■ **Source passage**:

By Aaron Pan and Lilian Karunungan
June 28 (Bloomberg) -- Asian currencies, led by South Korea's won, declined this week as overseas investors increased sales of local shares following the biggest loss in U.S. stocks in almost three weeks.
The won slumped 5.5 percent this quarter, the most since the period ended December 2000, on concern that record oil prices will slow the nation's economic growth. The MSCI Asia Pacific index of equities fell, with the benchmark heading for its worst first half since 1992. Thailand's baht dropped for a fifth week.
``There's a big tumble in stocks out there, sapping appetite for the won,'' said Jay Won, a currency dealer at Korea Exchange Bank in Seoul. ``Month-end export deals and the government's intervention may put some brake on the loss.''
The won fell 1.3 percent this week to 1,041.80 against the dollar in Seoul, according to Seoul Money Brokerage Services Ltd. The currency has declined 11.3 percent this year, the second- worst performance among the 10 most-active currencies in Asia outside Japan.

Records from a data source:
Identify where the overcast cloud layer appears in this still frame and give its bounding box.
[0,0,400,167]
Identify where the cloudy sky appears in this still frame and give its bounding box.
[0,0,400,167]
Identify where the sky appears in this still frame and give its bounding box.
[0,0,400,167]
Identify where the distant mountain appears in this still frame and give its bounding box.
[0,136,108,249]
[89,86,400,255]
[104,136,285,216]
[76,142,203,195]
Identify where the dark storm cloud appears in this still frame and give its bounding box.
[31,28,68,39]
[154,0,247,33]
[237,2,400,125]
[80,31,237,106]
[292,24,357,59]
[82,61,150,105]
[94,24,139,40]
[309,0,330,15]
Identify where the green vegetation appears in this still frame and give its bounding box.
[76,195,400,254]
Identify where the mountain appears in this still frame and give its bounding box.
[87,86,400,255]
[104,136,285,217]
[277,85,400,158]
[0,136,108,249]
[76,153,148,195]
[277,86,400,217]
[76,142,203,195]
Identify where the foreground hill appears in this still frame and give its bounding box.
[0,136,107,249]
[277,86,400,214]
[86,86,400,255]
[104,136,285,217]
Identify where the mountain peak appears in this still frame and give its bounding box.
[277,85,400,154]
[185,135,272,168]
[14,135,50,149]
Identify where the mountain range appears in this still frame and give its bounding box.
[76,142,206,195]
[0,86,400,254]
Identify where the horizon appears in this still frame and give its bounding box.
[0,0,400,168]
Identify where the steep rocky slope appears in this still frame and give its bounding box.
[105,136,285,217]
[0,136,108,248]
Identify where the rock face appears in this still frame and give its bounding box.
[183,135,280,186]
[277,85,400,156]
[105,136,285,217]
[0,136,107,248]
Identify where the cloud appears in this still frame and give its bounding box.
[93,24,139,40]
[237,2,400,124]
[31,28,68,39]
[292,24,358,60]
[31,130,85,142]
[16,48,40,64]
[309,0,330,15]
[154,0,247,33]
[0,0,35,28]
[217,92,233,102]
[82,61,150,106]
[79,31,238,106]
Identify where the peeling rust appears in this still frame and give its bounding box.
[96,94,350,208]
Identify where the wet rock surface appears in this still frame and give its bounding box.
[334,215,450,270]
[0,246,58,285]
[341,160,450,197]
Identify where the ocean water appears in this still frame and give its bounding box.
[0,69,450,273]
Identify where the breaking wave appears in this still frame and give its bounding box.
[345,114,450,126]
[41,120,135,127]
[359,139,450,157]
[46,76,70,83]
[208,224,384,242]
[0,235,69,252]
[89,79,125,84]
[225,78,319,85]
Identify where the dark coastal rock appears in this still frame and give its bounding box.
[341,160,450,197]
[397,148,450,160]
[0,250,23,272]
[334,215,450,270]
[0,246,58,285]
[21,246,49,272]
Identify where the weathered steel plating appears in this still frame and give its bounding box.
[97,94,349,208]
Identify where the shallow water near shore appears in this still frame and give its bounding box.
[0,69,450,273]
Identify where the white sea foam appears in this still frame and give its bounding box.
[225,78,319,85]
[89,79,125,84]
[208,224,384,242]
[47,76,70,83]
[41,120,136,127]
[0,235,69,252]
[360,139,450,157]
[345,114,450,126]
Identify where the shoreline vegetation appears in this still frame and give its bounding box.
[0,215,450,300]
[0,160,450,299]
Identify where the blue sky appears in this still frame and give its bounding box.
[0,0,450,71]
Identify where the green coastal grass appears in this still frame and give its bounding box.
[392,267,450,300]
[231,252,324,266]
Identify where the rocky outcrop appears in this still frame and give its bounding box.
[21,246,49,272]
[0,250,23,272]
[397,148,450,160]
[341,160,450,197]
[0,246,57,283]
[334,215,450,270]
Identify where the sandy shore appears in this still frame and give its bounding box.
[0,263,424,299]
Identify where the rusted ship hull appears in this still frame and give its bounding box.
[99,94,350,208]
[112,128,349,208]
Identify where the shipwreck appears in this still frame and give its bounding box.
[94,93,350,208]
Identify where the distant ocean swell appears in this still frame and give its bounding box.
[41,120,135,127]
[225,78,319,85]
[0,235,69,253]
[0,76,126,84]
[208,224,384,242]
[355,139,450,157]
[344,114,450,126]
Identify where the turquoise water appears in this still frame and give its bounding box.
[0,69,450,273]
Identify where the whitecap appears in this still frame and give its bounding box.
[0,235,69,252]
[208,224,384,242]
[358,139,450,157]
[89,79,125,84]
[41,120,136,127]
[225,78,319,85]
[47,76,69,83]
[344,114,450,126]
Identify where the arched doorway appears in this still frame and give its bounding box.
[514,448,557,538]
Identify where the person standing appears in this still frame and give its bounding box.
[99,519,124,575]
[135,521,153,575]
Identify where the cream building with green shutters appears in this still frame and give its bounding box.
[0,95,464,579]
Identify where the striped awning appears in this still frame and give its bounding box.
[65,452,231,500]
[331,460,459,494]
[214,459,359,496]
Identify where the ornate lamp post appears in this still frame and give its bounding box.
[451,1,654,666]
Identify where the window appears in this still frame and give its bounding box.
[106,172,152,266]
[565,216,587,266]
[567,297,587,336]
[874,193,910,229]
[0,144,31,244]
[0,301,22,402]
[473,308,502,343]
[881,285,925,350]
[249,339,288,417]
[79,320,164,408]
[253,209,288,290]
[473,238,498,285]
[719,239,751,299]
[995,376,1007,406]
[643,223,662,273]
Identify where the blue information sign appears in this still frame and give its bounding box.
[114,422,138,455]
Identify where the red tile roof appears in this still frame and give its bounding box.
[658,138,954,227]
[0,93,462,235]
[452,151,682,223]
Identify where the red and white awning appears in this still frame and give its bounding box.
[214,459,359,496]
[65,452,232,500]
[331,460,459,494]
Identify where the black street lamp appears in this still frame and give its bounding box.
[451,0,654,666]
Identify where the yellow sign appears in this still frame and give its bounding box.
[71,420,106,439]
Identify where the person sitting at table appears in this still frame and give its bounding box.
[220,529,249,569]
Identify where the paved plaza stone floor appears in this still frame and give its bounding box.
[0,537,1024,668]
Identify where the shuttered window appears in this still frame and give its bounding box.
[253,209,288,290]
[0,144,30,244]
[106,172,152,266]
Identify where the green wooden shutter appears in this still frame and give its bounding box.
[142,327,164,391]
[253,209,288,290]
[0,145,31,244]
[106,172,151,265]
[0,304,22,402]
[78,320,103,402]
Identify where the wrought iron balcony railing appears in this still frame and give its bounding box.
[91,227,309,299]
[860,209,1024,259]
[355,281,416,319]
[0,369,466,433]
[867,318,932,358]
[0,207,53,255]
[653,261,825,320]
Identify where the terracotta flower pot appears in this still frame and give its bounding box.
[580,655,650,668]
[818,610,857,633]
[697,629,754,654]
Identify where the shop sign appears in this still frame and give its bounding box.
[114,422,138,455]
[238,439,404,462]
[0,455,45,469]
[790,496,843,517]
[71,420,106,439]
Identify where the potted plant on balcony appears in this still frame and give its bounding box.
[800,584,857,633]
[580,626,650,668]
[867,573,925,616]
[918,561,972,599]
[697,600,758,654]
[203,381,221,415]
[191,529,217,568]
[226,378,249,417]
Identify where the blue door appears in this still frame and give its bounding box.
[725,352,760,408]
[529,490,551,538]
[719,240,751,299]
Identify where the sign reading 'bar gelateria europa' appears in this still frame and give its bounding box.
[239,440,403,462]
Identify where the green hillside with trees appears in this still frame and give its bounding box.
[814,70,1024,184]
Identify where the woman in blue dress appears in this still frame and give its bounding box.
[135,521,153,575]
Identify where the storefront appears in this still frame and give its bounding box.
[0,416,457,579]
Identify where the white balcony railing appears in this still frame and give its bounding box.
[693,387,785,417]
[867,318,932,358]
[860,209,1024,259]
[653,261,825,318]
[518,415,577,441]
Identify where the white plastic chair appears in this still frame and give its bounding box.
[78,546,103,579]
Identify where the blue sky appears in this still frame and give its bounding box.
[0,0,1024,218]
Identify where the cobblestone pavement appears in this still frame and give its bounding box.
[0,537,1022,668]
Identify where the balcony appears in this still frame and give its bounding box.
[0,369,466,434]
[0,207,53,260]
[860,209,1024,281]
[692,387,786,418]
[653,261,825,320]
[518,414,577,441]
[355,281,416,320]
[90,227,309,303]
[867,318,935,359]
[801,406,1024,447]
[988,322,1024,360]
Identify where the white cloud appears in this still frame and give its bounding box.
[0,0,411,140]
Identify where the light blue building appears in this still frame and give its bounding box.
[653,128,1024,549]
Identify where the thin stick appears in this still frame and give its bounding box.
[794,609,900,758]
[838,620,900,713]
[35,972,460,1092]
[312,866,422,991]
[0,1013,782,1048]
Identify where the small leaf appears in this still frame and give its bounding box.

■ **Problems and tasks**:
A – List every currency that the passage on Asian currencies mentions by name.
B – Convert the entries from the line with "Identify where the sandy" to the line with "[94,93,350,208]" into a Markdown table with the columns No. and Line, leaving out blank lines.

■ **The answers**:
A –
- South Korea's won
- Thailand's baht
- the dollar

B –
| No. | Line |
|---|---|
| 1 | Identify where the sandy shore appears in this still frame and give its bounding box. |
| 2 | [0,263,424,299] |
| 3 | Identify where the rusted ship hull appears in this still frame and give its bounding box. |
| 4 | [99,94,350,208] |
| 5 | [112,128,349,208] |
| 6 | Identify where the shipwreck appears in this still frame and give its bounding box. |
| 7 | [94,93,350,208] |